EXERCISE OBJECTIVE
In the data below, which lines contain "foam"? List them by copying each one.

RECORDS SHOWN
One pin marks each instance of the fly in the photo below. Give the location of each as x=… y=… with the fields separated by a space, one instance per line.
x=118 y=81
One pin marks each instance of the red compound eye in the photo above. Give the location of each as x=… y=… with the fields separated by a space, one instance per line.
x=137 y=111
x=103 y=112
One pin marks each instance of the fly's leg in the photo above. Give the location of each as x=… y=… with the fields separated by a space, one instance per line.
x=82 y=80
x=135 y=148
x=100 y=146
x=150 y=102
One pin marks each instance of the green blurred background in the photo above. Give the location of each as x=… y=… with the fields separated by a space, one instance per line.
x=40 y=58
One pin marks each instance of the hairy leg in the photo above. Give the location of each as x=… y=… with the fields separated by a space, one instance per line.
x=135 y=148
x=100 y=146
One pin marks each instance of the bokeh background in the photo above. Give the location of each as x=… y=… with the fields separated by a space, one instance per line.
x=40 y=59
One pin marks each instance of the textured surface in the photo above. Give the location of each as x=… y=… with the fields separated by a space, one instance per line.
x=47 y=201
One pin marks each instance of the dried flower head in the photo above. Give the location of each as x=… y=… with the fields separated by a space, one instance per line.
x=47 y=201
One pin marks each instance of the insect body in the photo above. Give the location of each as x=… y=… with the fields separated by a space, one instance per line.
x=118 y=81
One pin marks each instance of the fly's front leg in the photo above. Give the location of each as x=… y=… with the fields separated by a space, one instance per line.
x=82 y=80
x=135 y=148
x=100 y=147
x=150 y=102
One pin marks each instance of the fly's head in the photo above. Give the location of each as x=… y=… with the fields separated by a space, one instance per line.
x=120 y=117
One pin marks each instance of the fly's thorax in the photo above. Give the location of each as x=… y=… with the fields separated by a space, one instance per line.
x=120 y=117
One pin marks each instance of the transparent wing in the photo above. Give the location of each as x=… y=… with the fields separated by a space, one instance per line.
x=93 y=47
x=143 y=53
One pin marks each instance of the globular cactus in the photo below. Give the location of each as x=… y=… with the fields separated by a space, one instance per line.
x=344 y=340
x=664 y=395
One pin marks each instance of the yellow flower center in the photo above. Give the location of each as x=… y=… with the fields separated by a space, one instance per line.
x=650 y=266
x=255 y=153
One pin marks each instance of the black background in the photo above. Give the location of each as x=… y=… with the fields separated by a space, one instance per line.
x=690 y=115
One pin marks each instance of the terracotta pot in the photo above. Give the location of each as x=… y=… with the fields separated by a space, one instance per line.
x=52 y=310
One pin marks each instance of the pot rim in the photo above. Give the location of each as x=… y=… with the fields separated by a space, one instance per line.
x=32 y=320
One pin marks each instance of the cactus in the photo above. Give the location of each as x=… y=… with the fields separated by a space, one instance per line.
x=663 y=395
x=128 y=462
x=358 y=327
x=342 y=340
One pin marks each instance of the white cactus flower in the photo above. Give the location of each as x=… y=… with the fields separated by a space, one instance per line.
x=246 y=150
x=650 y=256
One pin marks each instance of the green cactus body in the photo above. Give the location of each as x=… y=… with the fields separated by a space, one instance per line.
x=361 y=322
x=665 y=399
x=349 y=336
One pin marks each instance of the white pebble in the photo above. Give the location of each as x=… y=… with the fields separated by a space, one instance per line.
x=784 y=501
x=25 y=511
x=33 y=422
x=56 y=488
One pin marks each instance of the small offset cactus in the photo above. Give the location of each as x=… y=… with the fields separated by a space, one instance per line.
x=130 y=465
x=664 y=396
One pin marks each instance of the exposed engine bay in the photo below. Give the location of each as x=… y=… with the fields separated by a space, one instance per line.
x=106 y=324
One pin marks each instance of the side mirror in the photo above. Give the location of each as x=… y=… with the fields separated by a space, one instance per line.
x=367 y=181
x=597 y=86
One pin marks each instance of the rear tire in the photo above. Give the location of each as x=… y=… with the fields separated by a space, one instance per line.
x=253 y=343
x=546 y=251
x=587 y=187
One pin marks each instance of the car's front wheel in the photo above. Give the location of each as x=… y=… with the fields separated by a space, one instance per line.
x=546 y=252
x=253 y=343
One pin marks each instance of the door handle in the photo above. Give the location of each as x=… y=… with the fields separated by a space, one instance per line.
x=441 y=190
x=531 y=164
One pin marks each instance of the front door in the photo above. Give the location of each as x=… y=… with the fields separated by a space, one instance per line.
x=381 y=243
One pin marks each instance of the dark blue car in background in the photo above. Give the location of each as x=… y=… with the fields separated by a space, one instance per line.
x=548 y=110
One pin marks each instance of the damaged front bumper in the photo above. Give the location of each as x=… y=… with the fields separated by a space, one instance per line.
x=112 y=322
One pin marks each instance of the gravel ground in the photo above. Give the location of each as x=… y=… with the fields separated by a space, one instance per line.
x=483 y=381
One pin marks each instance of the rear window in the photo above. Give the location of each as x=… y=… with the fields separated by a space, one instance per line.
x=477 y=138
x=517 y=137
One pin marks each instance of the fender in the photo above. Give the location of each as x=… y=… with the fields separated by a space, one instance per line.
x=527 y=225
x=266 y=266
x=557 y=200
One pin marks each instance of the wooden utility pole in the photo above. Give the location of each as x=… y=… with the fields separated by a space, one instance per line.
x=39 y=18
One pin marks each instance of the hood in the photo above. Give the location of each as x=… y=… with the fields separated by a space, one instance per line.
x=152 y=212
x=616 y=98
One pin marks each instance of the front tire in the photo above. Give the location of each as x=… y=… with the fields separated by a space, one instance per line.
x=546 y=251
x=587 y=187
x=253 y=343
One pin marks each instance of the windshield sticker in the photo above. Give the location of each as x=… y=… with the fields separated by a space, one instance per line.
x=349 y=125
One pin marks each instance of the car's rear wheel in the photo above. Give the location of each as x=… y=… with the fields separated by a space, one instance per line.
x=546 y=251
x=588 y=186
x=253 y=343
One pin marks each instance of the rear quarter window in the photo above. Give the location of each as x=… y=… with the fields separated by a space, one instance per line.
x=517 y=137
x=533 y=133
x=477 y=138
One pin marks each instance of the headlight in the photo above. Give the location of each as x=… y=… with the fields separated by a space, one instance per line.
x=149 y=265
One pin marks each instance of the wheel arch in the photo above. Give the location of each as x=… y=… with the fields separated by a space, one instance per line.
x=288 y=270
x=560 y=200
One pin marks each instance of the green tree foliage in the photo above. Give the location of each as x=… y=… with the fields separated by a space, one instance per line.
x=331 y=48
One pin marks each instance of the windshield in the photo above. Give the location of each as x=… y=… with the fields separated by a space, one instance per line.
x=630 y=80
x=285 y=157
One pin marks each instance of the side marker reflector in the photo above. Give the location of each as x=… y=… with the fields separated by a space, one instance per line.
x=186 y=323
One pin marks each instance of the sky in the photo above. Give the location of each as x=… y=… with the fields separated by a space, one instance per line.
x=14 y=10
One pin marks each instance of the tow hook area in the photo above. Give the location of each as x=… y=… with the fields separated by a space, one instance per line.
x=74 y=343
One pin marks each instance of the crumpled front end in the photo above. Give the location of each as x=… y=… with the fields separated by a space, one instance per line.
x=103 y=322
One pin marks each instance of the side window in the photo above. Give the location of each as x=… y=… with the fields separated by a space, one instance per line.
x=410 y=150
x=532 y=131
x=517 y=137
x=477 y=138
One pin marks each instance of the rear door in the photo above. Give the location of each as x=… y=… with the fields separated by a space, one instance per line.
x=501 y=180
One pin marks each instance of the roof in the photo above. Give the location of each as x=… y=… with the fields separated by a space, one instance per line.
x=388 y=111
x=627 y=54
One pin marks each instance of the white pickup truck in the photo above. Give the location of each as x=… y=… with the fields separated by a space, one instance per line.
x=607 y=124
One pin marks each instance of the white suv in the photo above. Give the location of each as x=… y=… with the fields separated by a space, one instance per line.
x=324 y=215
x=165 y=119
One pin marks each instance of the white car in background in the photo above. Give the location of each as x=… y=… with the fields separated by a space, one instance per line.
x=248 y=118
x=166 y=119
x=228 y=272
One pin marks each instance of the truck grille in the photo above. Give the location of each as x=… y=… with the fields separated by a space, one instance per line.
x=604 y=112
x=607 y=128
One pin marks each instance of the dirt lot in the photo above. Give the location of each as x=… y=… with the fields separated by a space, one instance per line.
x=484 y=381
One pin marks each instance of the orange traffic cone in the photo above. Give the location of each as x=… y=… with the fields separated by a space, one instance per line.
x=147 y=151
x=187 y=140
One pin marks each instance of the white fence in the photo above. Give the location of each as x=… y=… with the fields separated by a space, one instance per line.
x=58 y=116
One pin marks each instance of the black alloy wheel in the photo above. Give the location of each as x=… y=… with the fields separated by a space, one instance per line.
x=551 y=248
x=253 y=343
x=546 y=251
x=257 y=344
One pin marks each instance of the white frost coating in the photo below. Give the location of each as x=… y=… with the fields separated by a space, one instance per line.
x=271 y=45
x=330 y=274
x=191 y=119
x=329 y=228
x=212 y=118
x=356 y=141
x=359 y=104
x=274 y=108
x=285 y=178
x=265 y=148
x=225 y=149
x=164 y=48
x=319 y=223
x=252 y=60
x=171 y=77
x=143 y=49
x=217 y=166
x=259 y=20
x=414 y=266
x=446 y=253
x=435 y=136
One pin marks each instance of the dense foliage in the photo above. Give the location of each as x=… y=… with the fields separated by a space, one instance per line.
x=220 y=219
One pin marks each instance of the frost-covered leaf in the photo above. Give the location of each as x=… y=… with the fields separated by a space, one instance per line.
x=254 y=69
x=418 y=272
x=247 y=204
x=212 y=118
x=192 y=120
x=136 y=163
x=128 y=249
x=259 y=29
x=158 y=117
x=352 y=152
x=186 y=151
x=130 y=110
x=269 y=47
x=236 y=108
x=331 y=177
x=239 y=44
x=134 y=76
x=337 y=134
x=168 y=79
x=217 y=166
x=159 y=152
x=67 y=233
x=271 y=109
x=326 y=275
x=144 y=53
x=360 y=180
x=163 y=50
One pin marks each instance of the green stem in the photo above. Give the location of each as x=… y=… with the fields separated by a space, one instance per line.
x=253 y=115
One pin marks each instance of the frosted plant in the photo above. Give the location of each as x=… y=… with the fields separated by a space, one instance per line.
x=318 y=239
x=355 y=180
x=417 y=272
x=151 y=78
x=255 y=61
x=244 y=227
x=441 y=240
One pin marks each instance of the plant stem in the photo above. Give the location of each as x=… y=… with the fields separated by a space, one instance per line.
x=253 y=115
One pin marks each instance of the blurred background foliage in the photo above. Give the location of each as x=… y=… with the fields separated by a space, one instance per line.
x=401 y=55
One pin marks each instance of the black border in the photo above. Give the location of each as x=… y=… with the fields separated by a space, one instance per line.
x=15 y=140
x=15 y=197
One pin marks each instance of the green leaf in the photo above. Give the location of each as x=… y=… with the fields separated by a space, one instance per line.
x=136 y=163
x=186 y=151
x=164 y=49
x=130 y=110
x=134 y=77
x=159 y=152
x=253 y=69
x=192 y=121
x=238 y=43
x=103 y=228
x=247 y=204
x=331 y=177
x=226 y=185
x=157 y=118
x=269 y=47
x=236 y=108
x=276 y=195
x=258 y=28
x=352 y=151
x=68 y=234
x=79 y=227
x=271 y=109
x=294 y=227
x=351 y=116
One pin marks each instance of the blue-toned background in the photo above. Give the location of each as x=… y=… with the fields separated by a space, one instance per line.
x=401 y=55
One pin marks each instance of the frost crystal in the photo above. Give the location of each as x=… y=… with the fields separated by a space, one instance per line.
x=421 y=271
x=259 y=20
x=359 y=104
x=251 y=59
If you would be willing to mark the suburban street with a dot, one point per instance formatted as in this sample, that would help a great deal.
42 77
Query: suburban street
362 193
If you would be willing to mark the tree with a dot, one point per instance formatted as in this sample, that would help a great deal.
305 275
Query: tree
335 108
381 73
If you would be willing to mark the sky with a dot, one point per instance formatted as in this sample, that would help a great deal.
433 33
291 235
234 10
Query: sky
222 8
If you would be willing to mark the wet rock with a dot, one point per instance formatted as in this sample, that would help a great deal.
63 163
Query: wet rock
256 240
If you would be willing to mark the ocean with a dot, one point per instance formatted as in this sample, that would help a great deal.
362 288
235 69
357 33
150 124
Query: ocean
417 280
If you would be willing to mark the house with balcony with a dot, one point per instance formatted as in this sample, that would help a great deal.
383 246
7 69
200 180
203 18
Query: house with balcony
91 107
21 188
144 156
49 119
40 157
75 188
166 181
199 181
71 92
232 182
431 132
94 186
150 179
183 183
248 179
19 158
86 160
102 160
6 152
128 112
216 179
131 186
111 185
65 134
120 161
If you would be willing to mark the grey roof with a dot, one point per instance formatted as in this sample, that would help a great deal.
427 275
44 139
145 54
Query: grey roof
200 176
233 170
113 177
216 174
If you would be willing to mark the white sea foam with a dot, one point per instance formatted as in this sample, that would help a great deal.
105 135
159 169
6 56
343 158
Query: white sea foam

FINISHED TASK
If you would be willing to mark the white sea foam with a dot, one point per instance formatted as in this sample, that would help a great deal.
Query: white sea foam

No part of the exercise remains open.